------ Document ------
Storage capacitor array for a solid state radiation imager

Abstract

Storage capacitor array for a solid state radiation imager. The imager includes several pixels disposed on a substrate in an imaging array pattern. Each pixel includes a photosensor coupled to a thin film switching transistor. Several scan lines are disposed at a first level with respect to the substrate along a first axis and several data lines are disposed at a second level along a second axis of the imaging array. Capacitors are disposed on the substrate, wherein each capacitor has a first electrode coupled to a corresponding photosensor and a corresponding thin film transistor and a second electrode coupled to a capacitor linear electrode.

Description

BACKGROUND OF THE INVENTION

[0001] The invention relates generally to imaging devices, and more specifically to a storage capacitor array for solid state radiation imagers.
------
*Task requirements*:
Continue the patent description of the storage capacitor array for solid state radiation imagers, starting after its last sentence.
------ Extracted entries ------
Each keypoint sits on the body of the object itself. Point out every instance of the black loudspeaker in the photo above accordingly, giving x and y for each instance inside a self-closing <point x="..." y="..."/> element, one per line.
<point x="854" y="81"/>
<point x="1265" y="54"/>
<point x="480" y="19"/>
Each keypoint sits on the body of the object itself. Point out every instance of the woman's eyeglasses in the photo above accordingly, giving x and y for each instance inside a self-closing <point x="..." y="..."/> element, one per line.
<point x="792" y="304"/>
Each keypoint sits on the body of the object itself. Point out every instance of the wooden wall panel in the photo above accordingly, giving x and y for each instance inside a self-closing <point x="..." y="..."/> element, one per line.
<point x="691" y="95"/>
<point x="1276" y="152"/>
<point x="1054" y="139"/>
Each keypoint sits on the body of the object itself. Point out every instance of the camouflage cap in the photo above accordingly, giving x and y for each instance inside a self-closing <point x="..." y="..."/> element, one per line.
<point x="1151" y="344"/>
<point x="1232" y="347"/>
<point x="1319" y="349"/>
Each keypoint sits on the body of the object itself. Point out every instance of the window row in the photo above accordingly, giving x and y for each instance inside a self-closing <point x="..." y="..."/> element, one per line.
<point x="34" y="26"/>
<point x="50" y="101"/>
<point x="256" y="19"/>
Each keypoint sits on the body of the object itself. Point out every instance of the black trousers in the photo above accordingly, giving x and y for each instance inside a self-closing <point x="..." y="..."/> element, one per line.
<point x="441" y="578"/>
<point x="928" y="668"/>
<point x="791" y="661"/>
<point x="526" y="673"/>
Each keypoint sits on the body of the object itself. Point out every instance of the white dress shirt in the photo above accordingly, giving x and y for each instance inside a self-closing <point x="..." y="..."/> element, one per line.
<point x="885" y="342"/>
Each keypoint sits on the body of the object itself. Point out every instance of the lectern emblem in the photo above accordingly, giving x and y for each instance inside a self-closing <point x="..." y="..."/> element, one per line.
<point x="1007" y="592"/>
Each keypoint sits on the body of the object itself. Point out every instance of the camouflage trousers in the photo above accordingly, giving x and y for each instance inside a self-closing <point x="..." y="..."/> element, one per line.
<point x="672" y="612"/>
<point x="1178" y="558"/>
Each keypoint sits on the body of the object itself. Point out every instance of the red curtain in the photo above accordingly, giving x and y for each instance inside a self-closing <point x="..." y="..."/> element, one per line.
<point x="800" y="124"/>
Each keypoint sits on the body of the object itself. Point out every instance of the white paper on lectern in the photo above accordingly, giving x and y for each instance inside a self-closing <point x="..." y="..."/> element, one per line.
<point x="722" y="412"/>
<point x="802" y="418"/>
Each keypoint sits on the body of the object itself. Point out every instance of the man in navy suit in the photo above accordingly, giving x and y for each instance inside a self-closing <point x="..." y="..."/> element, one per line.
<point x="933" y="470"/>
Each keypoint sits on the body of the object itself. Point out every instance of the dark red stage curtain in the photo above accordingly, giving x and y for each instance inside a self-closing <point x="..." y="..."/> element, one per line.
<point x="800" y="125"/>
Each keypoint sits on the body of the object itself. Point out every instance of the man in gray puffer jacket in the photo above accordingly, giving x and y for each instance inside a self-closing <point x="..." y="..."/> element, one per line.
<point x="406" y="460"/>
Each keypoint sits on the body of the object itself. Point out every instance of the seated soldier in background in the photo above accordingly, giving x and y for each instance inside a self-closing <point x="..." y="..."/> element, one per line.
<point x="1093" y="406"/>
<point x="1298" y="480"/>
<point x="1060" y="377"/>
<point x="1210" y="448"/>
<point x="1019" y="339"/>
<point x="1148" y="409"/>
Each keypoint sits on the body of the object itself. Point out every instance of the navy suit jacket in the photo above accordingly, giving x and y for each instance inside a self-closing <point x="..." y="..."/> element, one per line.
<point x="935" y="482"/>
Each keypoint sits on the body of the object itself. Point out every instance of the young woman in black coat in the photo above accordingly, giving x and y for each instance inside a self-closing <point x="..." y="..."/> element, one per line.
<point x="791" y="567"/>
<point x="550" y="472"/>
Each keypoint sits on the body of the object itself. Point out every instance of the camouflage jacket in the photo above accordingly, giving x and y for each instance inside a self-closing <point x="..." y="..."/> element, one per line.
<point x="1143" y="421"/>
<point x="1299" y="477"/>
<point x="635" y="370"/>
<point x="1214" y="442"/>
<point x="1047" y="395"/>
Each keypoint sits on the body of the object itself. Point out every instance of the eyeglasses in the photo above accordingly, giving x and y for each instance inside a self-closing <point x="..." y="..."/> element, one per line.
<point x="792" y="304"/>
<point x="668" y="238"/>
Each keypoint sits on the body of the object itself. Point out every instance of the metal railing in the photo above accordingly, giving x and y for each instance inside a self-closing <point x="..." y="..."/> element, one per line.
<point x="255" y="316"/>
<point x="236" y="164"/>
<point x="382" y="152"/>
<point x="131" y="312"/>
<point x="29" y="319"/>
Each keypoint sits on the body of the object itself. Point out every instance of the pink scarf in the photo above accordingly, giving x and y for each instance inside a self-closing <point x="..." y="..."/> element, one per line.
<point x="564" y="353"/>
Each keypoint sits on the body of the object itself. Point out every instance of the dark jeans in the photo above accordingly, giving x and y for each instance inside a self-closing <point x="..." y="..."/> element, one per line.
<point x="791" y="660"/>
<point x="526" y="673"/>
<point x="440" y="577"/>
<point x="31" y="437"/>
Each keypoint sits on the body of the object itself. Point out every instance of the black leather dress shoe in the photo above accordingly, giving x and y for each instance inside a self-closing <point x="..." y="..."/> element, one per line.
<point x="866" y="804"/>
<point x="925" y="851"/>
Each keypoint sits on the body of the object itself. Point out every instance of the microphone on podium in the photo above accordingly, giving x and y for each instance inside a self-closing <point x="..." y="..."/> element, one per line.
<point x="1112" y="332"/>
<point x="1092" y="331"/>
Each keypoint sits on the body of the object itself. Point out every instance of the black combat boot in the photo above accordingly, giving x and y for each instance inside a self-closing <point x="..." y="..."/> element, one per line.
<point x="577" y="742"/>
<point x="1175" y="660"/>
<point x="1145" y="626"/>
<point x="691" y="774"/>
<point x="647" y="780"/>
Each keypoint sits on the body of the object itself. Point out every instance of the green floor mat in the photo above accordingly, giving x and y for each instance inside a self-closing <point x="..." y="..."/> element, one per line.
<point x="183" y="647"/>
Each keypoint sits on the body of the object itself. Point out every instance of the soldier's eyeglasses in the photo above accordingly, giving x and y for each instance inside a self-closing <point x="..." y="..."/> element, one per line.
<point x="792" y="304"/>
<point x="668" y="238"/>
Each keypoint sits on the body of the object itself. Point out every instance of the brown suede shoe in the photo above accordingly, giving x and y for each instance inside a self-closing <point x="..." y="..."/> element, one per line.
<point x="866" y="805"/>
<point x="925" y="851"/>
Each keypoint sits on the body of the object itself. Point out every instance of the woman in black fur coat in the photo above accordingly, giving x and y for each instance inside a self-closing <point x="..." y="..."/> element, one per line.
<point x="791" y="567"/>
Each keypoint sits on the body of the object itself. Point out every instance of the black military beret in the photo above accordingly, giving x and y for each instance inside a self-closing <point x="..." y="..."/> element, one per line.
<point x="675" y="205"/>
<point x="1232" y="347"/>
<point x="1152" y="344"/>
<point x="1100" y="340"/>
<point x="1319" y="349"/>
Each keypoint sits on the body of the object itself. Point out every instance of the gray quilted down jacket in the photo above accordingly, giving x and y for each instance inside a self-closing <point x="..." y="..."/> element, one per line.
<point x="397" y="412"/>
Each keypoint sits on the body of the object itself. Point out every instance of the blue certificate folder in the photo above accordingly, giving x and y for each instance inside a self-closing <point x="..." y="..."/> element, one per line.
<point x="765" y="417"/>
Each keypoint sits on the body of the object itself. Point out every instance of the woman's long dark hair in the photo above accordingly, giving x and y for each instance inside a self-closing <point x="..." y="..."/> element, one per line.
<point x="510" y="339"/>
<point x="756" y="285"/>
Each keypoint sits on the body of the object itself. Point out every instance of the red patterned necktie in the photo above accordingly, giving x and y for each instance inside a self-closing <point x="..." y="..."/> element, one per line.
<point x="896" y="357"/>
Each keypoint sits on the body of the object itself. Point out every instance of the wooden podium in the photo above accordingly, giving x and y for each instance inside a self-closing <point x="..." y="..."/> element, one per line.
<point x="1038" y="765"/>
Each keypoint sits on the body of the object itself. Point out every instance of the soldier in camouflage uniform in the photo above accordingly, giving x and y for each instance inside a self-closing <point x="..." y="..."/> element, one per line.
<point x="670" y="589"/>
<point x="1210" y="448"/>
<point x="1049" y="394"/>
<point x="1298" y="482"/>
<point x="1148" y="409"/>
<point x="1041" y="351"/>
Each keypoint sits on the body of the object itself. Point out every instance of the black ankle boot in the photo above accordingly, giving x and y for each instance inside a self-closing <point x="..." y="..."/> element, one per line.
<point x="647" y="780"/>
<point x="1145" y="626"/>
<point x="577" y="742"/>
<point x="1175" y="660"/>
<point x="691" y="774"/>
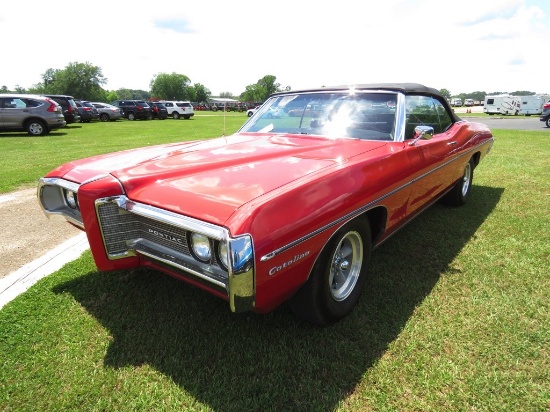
------
*Output of the task*:
[0002] Solid state radiation imagers typically comprise a large flat panel imaging device comprising a plurality of pixels arranged in rows and columns. Each pixel typically has a photosensor such as a photodiode coupled via a switching transistor (e.g., a thin film field effect transistor) to two separate address lines, a scan line and a data line. In each row of pixels, each respective switching transistor is coupled to a common scan line through that transistor's gate electrode. In each column of pixels, the readout electrode of the transistor (e.g., the source electrode of the transistor) is coupled to a data line. During nominal operation, radiation (such as an x-ray flux) is pulsed on and the x-rays passing through the subject being examined are incident on the imaging array. The radiation is incident on a scintillator material and the pixel photosensors measure (by way of change in the charge across the diode) the amount of light generated by x-ray interaction with the scintillator. Alternatively, the x-rays can directly generate electron-hole pairs in the photosensor (commonly called “direct detection”). The photosensor charge data are read out by sequentially enabling rows of pixels (by applying a signal to the scan line causing the switching transistors coupled to that scan line to become conductive), and reading the signal from the respective pixels thus enabled via respective data lines (the photodiode charge signal being coupled to the data line through the conductive switching transistor and associated readout electrode coupled to a data line). In this way a given pixel can be addressed through a combination of enabling a scan line coupled to the pixel and reading out at the data line coupled to the pixel.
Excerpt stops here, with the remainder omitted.